WHAT IS NEEDED: Report each line below that contains the word "white", copying every such line in full.

————

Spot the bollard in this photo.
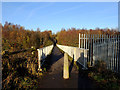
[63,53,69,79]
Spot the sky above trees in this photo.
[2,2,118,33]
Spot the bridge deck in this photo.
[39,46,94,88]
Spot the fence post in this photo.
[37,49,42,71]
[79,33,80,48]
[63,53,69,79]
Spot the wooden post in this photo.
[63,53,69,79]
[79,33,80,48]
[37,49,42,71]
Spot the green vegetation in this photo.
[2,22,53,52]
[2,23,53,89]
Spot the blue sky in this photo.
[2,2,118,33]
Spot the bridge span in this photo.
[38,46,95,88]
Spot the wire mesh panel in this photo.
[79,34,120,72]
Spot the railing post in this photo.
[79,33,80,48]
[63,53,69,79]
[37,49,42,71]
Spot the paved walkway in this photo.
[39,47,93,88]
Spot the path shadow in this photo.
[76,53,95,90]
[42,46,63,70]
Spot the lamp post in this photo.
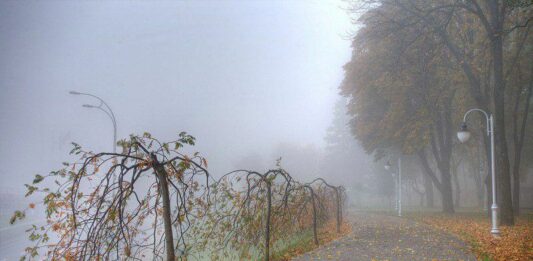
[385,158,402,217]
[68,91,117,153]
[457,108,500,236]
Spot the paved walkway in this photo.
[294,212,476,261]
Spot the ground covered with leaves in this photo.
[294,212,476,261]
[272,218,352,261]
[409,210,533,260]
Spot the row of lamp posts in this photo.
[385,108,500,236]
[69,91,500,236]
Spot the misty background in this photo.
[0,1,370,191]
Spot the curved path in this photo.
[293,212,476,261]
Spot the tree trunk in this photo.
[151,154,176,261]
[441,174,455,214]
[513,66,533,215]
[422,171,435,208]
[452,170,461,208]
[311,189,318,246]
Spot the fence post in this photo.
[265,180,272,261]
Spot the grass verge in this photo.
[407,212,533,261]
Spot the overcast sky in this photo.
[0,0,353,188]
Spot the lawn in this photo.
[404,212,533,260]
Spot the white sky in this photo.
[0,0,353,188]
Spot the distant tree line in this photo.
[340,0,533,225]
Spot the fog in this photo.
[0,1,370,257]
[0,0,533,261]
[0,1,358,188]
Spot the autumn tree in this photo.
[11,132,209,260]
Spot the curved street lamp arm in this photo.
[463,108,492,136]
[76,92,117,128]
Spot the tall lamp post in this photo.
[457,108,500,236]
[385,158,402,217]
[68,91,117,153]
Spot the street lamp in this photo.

————

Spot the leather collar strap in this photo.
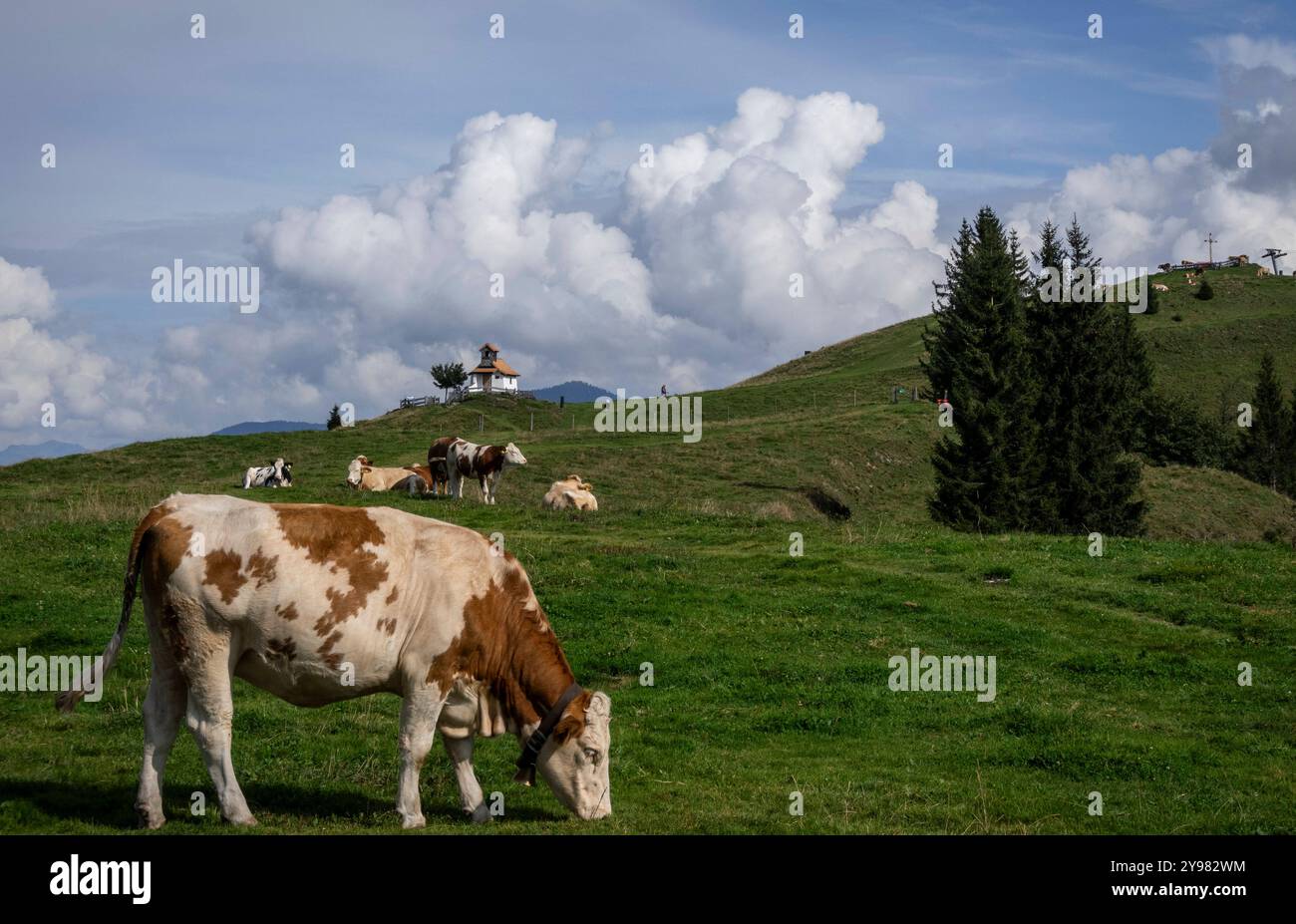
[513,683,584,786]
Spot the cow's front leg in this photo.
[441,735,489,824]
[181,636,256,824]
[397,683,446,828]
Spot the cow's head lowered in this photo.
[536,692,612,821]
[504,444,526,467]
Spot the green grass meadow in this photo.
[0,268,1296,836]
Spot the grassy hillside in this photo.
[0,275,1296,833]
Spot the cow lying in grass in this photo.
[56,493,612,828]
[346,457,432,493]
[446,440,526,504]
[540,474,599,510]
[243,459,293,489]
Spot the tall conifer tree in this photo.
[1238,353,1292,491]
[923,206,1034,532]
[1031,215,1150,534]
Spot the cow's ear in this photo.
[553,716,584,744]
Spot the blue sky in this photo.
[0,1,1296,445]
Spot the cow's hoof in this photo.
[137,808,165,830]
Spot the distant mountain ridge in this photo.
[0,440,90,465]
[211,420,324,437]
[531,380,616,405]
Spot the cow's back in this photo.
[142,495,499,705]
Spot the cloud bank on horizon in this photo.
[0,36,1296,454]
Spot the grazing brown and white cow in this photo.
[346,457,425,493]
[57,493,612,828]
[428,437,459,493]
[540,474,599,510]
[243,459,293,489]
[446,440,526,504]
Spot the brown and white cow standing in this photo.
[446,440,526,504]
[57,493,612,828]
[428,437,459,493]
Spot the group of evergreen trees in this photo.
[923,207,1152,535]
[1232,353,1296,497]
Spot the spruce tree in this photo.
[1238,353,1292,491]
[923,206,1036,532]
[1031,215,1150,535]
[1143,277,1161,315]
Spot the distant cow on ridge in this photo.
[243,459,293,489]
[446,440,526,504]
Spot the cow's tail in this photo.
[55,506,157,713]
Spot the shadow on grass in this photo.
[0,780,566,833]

————

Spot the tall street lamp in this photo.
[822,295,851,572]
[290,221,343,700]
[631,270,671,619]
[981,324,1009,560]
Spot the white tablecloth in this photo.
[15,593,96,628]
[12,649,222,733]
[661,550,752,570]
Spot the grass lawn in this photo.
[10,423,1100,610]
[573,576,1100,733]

————

FINISHED TASK:
Spot the white sky in this photo.
Spot the grazing brown and white cow in this photo.
Spot the brown and white cow standing in this photo.
Spot the white tablecloth in this photo.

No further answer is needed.